─── RECORDS FOR PROCESSING
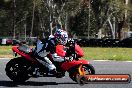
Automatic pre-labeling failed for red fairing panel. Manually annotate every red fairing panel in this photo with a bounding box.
[12,46,37,62]
[56,45,66,57]
[61,60,89,71]
[75,44,84,57]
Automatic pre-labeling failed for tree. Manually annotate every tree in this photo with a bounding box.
[0,0,132,40]
[90,0,128,39]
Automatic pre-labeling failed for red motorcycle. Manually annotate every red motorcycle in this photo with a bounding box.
[5,40,95,83]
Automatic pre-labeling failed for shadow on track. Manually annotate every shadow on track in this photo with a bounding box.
[0,80,77,87]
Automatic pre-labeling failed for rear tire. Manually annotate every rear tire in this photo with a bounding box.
[69,64,95,82]
[5,57,30,82]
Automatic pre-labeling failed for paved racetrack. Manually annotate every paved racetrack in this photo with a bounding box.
[0,59,131,88]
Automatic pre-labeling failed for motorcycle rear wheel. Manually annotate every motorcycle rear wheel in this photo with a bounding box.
[69,64,95,82]
[5,57,30,82]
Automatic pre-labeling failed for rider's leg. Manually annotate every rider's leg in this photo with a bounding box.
[37,56,56,71]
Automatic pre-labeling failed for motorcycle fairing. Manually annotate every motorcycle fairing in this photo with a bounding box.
[61,60,89,71]
[56,45,66,57]
[75,44,84,57]
[12,46,37,62]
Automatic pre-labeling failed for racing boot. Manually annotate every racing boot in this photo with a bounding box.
[50,69,63,78]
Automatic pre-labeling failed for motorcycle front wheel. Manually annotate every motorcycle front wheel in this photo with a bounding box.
[69,64,95,82]
[5,57,30,82]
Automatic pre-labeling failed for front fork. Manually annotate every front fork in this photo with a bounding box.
[76,65,87,85]
[78,65,86,76]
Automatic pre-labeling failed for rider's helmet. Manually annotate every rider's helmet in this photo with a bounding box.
[54,29,68,45]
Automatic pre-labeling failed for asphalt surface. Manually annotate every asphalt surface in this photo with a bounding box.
[0,59,131,88]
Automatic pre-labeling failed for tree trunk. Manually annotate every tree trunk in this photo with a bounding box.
[108,17,115,39]
[31,0,35,37]
[13,0,16,39]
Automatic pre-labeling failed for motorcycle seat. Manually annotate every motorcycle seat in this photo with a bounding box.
[18,44,31,53]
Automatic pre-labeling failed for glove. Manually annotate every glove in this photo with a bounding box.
[64,56,73,61]
[64,57,69,61]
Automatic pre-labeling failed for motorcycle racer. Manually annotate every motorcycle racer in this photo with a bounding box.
[34,29,68,76]
[6,30,95,82]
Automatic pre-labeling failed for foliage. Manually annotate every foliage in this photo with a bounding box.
[0,0,132,38]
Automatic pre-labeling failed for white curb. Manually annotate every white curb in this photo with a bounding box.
[92,60,132,62]
[93,60,111,62]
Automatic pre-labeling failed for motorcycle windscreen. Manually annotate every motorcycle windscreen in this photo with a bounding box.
[56,45,66,57]
[75,44,84,57]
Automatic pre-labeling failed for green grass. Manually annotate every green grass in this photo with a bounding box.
[0,46,13,58]
[0,46,132,61]
[82,47,132,61]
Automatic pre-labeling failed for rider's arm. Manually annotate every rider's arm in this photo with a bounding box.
[51,53,65,62]
[48,39,65,62]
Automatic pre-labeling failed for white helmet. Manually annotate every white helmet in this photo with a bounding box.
[54,29,68,45]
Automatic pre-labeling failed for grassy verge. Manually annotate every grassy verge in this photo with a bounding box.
[0,46,132,61]
[82,47,132,61]
[0,46,13,58]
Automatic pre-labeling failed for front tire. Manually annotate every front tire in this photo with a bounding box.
[5,57,30,82]
[69,64,95,82]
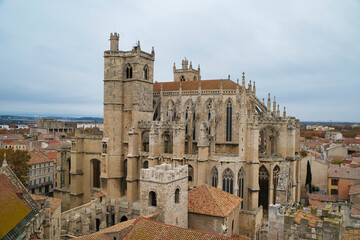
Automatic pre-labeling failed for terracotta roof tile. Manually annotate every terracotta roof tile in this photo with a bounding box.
[28,151,54,165]
[293,210,321,228]
[153,79,239,92]
[343,229,360,240]
[122,217,239,240]
[46,152,57,159]
[328,165,360,180]
[188,184,242,217]
[308,193,337,202]
[74,233,111,240]
[0,174,32,238]
[94,191,106,198]
[0,134,25,141]
[349,185,360,195]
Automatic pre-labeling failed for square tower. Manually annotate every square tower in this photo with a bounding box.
[140,163,188,228]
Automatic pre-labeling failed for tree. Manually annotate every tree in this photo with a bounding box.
[305,160,312,193]
[0,149,31,187]
[300,150,308,158]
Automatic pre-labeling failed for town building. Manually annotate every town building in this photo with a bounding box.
[28,151,55,195]
[328,165,360,200]
[30,118,75,135]
[325,132,343,141]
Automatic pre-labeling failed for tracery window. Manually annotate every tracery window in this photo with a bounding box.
[143,65,148,80]
[211,167,218,187]
[188,165,194,182]
[223,168,234,194]
[226,100,232,141]
[238,168,245,208]
[126,64,133,79]
[180,75,185,81]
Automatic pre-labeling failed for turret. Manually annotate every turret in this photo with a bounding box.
[273,96,276,113]
[109,33,119,51]
[182,59,188,70]
[267,93,271,112]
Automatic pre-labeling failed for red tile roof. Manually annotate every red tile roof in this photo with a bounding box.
[349,185,360,195]
[46,152,57,159]
[293,210,321,228]
[121,217,239,240]
[28,151,54,165]
[328,165,360,180]
[0,174,32,238]
[308,193,337,202]
[153,79,239,92]
[0,134,25,141]
[188,184,242,217]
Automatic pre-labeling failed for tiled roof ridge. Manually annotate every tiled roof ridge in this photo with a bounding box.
[205,184,227,216]
[123,216,239,239]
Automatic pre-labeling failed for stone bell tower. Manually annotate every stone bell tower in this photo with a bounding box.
[102,33,155,200]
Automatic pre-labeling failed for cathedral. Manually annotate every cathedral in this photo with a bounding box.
[55,32,301,238]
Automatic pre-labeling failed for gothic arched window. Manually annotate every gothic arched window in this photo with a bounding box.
[126,64,133,79]
[226,100,233,142]
[211,167,218,188]
[223,168,234,194]
[273,165,280,203]
[175,188,180,203]
[143,65,148,80]
[124,159,127,190]
[188,165,194,182]
[180,75,185,81]
[238,168,245,208]
[143,161,149,169]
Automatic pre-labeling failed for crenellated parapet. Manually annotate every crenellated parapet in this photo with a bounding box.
[140,163,188,183]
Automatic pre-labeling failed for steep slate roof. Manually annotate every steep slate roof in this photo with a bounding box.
[188,184,242,217]
[153,79,238,92]
[308,193,337,202]
[28,151,54,165]
[328,166,360,180]
[121,217,240,240]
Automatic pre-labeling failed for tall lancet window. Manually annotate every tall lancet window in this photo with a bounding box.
[222,168,234,194]
[207,100,212,120]
[226,100,232,141]
[211,167,218,187]
[143,65,148,80]
[126,64,132,79]
[238,168,245,208]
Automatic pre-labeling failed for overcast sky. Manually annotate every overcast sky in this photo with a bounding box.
[0,0,359,121]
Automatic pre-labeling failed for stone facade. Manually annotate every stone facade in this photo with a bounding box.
[57,33,302,238]
[140,163,188,228]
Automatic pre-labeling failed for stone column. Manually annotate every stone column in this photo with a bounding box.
[127,129,139,202]
[269,164,274,205]
[172,124,185,159]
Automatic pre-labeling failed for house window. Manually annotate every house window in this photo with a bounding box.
[331,179,339,186]
[331,189,338,195]
[149,191,157,206]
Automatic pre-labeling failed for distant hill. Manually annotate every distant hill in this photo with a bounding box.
[301,121,360,126]
[0,115,103,124]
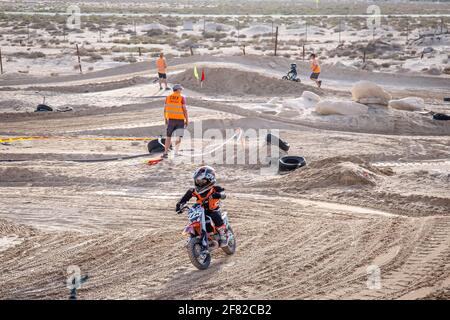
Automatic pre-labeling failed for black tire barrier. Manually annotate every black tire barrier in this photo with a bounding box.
[147,138,166,154]
[35,104,53,112]
[444,97,450,102]
[147,138,172,154]
[266,133,290,152]
[279,156,306,172]
[433,113,450,121]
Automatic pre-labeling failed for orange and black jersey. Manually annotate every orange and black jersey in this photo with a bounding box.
[179,185,226,211]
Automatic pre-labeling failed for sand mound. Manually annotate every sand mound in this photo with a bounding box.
[292,163,379,189]
[284,91,321,110]
[171,68,320,96]
[315,100,368,116]
[273,157,393,191]
[352,81,392,106]
[0,167,46,183]
[0,219,36,237]
[389,97,425,112]
[0,99,35,112]
[241,25,272,36]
──────
### WHAT IS EXPECTED
Restate exactly, and only, every line from the one that contains "Automatic pre-labeling failed for orange" through the last line of the records.

### SOLUTION FOR THIS TASK
Automatic pre-labeling failed for orange and black jersey. Manually annotate every orange and black jersey in this photo with a bounding box.
[179,185,226,211]
Automatic pre-labeling failed for sand mound. Manually annotate every sand mound in this photo with a bounding box.
[292,163,379,189]
[284,91,321,110]
[171,68,320,96]
[315,100,368,116]
[273,157,393,191]
[352,81,392,106]
[0,167,46,183]
[0,219,36,237]
[389,97,425,112]
[0,99,35,112]
[241,25,272,36]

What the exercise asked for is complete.